**WHAT IS REQUIRED**
Set down the data again word for word. Skip any pictures.

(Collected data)

=====

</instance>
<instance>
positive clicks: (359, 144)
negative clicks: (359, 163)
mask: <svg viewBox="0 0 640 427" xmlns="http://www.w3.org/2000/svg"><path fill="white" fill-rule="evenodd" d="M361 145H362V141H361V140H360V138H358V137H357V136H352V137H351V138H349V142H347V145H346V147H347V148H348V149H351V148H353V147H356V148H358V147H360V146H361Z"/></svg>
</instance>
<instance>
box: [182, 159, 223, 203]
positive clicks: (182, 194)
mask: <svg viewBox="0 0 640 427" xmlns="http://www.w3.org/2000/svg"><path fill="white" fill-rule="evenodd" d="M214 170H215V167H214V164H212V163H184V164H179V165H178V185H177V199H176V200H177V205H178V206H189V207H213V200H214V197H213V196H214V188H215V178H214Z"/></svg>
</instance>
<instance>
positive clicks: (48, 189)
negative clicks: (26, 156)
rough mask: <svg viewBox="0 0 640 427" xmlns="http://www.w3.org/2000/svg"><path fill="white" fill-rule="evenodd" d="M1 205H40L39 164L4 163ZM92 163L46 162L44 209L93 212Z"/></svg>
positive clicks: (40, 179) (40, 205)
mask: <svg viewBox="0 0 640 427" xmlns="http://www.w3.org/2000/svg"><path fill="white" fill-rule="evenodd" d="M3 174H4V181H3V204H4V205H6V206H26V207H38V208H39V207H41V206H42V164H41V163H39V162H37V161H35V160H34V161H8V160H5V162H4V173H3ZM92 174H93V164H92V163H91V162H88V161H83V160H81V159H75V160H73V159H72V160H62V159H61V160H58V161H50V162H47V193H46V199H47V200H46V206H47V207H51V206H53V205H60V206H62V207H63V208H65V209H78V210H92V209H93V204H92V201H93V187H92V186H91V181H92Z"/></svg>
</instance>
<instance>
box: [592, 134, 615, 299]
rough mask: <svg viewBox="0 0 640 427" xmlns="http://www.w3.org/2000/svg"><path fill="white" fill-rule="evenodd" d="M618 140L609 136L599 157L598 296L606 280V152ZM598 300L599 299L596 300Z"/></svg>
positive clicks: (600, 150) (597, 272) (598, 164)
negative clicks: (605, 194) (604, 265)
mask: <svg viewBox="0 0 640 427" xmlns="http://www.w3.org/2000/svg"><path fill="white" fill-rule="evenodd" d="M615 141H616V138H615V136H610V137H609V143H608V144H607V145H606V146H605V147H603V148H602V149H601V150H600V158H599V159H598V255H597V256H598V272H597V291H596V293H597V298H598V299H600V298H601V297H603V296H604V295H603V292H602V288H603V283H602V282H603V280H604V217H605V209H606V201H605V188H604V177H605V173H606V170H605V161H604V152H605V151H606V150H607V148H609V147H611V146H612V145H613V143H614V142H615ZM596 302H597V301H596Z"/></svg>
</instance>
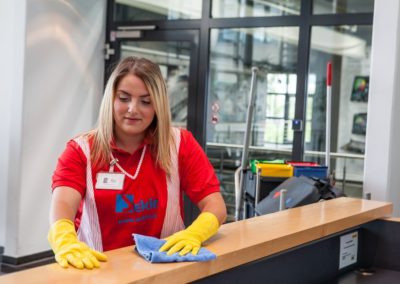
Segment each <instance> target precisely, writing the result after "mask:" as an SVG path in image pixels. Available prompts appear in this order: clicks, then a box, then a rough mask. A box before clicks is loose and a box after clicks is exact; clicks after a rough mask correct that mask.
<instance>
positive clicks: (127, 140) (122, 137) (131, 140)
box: [115, 134, 144, 154]
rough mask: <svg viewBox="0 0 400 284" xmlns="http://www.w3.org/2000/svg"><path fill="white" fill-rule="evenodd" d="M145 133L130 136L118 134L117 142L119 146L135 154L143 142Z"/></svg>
mask: <svg viewBox="0 0 400 284" xmlns="http://www.w3.org/2000/svg"><path fill="white" fill-rule="evenodd" d="M143 140H144V135H138V136H128V135H121V134H117V135H116V137H115V143H116V145H117V147H118V148H120V149H122V150H124V151H127V152H128V153H131V154H133V153H134V152H135V151H136V150H137V149H138V148H139V146H140V145H141V144H142V143H143Z"/></svg>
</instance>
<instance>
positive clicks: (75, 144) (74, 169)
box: [52, 140, 86, 197]
mask: <svg viewBox="0 0 400 284" xmlns="http://www.w3.org/2000/svg"><path fill="white" fill-rule="evenodd" d="M60 186H68V187H71V188H73V189H76V190H77V191H78V192H79V193H80V194H81V195H82V197H83V196H84V194H85V192H86V157H85V155H84V153H83V152H82V150H81V148H80V147H79V145H78V144H77V143H76V142H75V141H73V140H70V141H69V142H68V143H67V145H66V148H65V150H64V152H63V153H62V154H61V156H60V157H59V158H58V162H57V167H56V170H55V171H54V173H53V177H52V190H54V189H55V188H57V187H60Z"/></svg>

=====

**EXERCISE SOLUTION**
</instance>
<instance>
positive clicks: (359, 144)
negative clicks: (359, 163)
mask: <svg viewBox="0 0 640 427" xmlns="http://www.w3.org/2000/svg"><path fill="white" fill-rule="evenodd" d="M361 145H362V141H361V140H360V138H358V137H357V136H352V137H351V138H349V142H347V145H346V147H347V148H348V149H351V148H353V147H356V148H358V147H360V146H361Z"/></svg>
</instance>
<instance>
box: [182, 159, 223, 203]
positive clicks: (182, 194)
mask: <svg viewBox="0 0 640 427" xmlns="http://www.w3.org/2000/svg"><path fill="white" fill-rule="evenodd" d="M214 170H215V167H214V164H212V163H184V164H179V165H178V185H177V199H176V200H177V205H178V206H189V207H213V200H214V197H213V196H214V188H215V178H214Z"/></svg>
</instance>
<instance>
positive clicks: (48, 189)
negative clicks: (26, 156)
rough mask: <svg viewBox="0 0 640 427" xmlns="http://www.w3.org/2000/svg"><path fill="white" fill-rule="evenodd" d="M1 205H40L39 164L4 163ZM92 163L46 162L44 209L93 212Z"/></svg>
positive clicks: (40, 179) (40, 205)
mask: <svg viewBox="0 0 640 427" xmlns="http://www.w3.org/2000/svg"><path fill="white" fill-rule="evenodd" d="M3 174H4V181H3V204H4V205H6V206H26V207H38V208H39V207H41V206H42V164H41V163H39V162H37V161H35V160H34V161H8V160H5V162H4V173H3ZM92 174H93V164H92V163H91V162H88V161H83V160H81V159H75V160H73V159H72V160H62V159H61V160H58V161H50V162H47V193H46V199H47V200H46V206H47V207H51V206H53V205H60V206H62V207H63V208H65V209H78V210H92V209H93V204H92V201H93V187H92V186H91V181H92Z"/></svg>
</instance>
<instance>
box: [592, 134, 615, 299]
rough mask: <svg viewBox="0 0 640 427" xmlns="http://www.w3.org/2000/svg"><path fill="white" fill-rule="evenodd" d="M618 140L609 136L599 157L598 296L606 280V152ZM598 300L599 299L596 300Z"/></svg>
positive clicks: (600, 150) (597, 272) (598, 164)
negative clicks: (605, 194) (604, 265)
mask: <svg viewBox="0 0 640 427" xmlns="http://www.w3.org/2000/svg"><path fill="white" fill-rule="evenodd" d="M615 141H616V138H615V136H610V137H609V143H608V144H607V145H606V146H605V147H603V148H602V149H601V150H600V158H599V159H598V255H597V256H598V272H597V291H596V293H597V298H598V299H600V298H601V297H603V296H604V295H603V292H602V288H603V283H602V282H603V280H604V217H605V209H606V201H605V188H604V177H605V173H606V170H605V161H604V152H605V151H606V150H607V148H609V147H611V146H612V145H613V143H614V142H615ZM596 302H597V301H596Z"/></svg>
</instance>
Segment each <instance> target precisely, writing the result after "mask:" as an SVG path in image pixels. Available prompts appear in this order: clicks, then a box, then a rough mask. A box before clicks is loose and a box after clicks is exact; clicks after a rough mask correct that mask.
<instance>
positive clicks: (127, 140) (122, 137) (131, 140)
box: [115, 134, 144, 154]
rough mask: <svg viewBox="0 0 400 284" xmlns="http://www.w3.org/2000/svg"><path fill="white" fill-rule="evenodd" d="M145 133L130 136L118 134L117 142L119 146L135 154L143 142Z"/></svg>
mask: <svg viewBox="0 0 400 284" xmlns="http://www.w3.org/2000/svg"><path fill="white" fill-rule="evenodd" d="M143 140H144V135H138V136H128V135H121V134H117V135H116V137H115V143H116V145H117V147H118V148H120V149H122V150H124V151H127V152H128V153H131V154H133V153H134V152H135V151H136V150H137V149H138V148H139V146H140V145H141V144H142V143H143Z"/></svg>
</instance>
<instance>
positive clicks: (75, 144) (74, 169)
box: [52, 140, 86, 197]
mask: <svg viewBox="0 0 400 284" xmlns="http://www.w3.org/2000/svg"><path fill="white" fill-rule="evenodd" d="M60 186H68V187H71V188H73V189H76V190H77V191H78V192H79V193H80V194H81V195H82V197H83V196H84V194H85V192H86V157H85V155H84V153H83V152H82V150H81V148H80V147H79V145H78V144H77V143H76V142H75V141H73V140H70V141H69V142H68V143H67V145H66V148H65V150H64V152H63V153H62V154H61V156H60V157H59V158H58V162H57V167H56V170H55V171H54V173H53V177H52V190H54V189H55V188H57V187H60Z"/></svg>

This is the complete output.